- [Text for analysis]:
+++

Gerald Monroe comments on POC || GTFO culture as partial antidote to alignment wordcelism

Gerald Monroe 15 Mar 2023 12:28 UTC
5 points
2
I agree just think that probably virtually all of the ‘big’ issues talked about are not possible with current models. Including mesa optimizers. Architecturally they may not be achievable in the search space of “find the function parameters that minimize error on <this enormous amount of text, or this enormous amount of robotics problems>”.
Deception theoretically has a cost, and the direction of optimization would push against it, you’re asking for the smallest representation that correctly predicts the output. So at least with these forms of training + architectures (transformer variants, both for llms and robotics), this particular flaw May. Not. Happen.

+++

(Photo-based referring expression data)
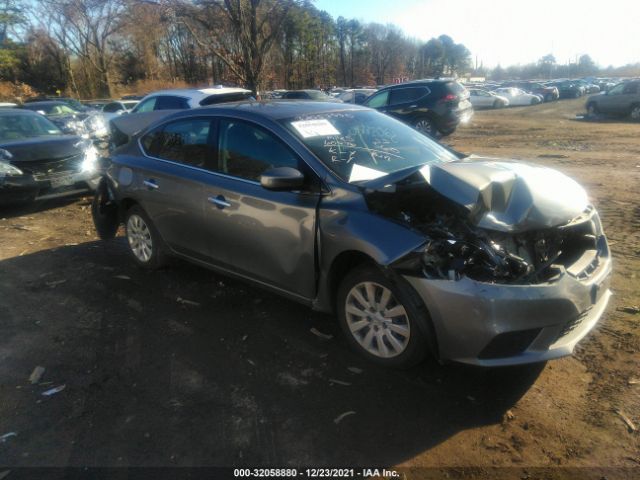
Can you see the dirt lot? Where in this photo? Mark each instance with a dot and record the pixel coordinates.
(235, 376)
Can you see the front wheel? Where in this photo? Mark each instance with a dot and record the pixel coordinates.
(144, 241)
(381, 318)
(104, 212)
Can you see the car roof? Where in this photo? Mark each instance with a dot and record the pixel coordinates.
(275, 109)
(16, 111)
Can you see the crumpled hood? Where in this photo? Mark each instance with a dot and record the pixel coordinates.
(508, 196)
(44, 148)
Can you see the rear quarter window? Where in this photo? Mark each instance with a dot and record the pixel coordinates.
(407, 94)
(169, 102)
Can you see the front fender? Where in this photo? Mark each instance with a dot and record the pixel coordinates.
(383, 241)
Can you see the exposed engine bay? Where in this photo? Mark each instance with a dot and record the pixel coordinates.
(457, 246)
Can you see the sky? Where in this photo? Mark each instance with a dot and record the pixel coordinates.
(511, 32)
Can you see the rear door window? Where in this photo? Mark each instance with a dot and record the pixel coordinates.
(246, 150)
(189, 141)
(378, 100)
(406, 95)
(112, 107)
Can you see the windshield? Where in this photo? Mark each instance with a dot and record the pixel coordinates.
(73, 103)
(17, 127)
(363, 145)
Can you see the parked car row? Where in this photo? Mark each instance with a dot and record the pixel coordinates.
(622, 100)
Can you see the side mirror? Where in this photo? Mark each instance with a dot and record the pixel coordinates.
(282, 178)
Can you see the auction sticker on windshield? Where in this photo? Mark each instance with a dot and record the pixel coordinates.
(315, 128)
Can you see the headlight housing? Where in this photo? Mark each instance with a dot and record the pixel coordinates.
(8, 170)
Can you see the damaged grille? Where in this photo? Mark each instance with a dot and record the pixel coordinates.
(572, 324)
(48, 169)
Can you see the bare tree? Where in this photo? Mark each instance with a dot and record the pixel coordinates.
(85, 28)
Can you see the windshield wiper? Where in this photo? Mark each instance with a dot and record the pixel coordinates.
(390, 179)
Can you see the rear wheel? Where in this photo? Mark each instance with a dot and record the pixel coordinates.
(381, 318)
(144, 241)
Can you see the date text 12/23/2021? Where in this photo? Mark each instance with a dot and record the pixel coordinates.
(315, 473)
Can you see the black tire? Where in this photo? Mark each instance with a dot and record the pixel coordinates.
(426, 126)
(421, 337)
(104, 212)
(134, 232)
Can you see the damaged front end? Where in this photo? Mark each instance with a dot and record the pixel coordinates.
(492, 222)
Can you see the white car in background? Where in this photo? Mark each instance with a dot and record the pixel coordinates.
(157, 104)
(356, 95)
(484, 99)
(518, 97)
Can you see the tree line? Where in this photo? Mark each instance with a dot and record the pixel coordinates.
(95, 48)
(101, 48)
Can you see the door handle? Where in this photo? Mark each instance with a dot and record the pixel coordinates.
(219, 201)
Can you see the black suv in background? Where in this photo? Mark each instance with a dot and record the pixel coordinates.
(430, 106)
(621, 100)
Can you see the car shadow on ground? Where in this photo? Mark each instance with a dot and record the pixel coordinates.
(23, 209)
(186, 367)
(584, 117)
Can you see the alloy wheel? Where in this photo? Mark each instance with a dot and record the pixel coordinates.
(139, 237)
(377, 321)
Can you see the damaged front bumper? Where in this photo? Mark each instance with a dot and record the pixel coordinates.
(491, 324)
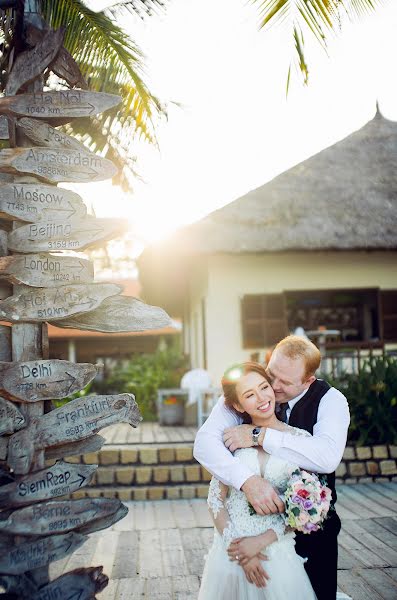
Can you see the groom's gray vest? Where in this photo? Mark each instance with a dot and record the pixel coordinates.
(304, 416)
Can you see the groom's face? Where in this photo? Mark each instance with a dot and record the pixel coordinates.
(287, 376)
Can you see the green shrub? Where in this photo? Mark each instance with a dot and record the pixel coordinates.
(372, 397)
(143, 376)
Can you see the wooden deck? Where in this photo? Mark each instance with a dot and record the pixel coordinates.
(157, 551)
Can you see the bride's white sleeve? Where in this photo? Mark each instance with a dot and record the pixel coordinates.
(217, 506)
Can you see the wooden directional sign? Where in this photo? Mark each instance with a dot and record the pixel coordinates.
(42, 134)
(77, 420)
(80, 584)
(49, 304)
(58, 516)
(52, 482)
(55, 165)
(37, 380)
(32, 63)
(91, 444)
(10, 418)
(46, 270)
(52, 236)
(118, 314)
(38, 553)
(32, 202)
(55, 105)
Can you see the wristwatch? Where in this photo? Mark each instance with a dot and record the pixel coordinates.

+++

- [Activity 1]: From the forum comment, copy the passage that runs from "Deception theoretically has" to "May. Not. Happen.".
- [Activity 2]:
Answer these questions about the forum comment:
(a) On what date and at what time was the forum comment posted?
(b) How many points does the forum comment show?
(c) What kind of architectures does the forum comment name, and for what two uses?
- [Activity 3]: Continue the forum comment from the point where it ends.

- [Exercise result 1]:
Deception theoretically has a cost, and the direction of optimization would push against it, you’re asking for the smallest representation that correctly predicts the output. So at least with these forms of training + architectures (transformer variants, both for llms and robotics), this particular flaw May. Not. Happen.

- [Exercise result 2]:
(a) 15 Mar 2023, 12:28 UTC
(b) 5 points
(c) Transformer variants, for LLMs and robotics

- [Exercise result 3]:
It’s precisely what you were saying with your example, the actual compiler flaws are both different and as it turns out way worse. (“Sydney” wasn’t a mesa optimizer, it’s channeling a character that exists somewhere in the training corpus. The model was Working As Intended)
- seed 1 Feb 2024 3:05 UTC
  2 points
  0
  Parent
  Didn’t they demonstrate that transformers could be mesaoptimizers? (I never properly understood the paper, so it’s a genuine question.) Uncovering Mesaoptimization Algorithms in Transformers
  - Gerald Monroe 1 Feb 2024 5:36 UTC
    3 points
    0
    Parent
    From the paper:
    Motivated by our findings that attention layers are attempting to implicitly optimize internal objective functions, we introduce the mesa-layer, a novel attention layer that efficiently solves a least-squares optimization problem, instead of taking just a single gradient step towards an optimum. We show that a single mesa-layer outperforms deep linear and softmax self-attention Transformers on simple sequential tasks while offering more interpretability
    It looks like you can analyze transformers, discover the internal patterns that emergently are formed, analyze which ones work the best, and then redesign your network architecture to start with an extra layer that has this pattern already present.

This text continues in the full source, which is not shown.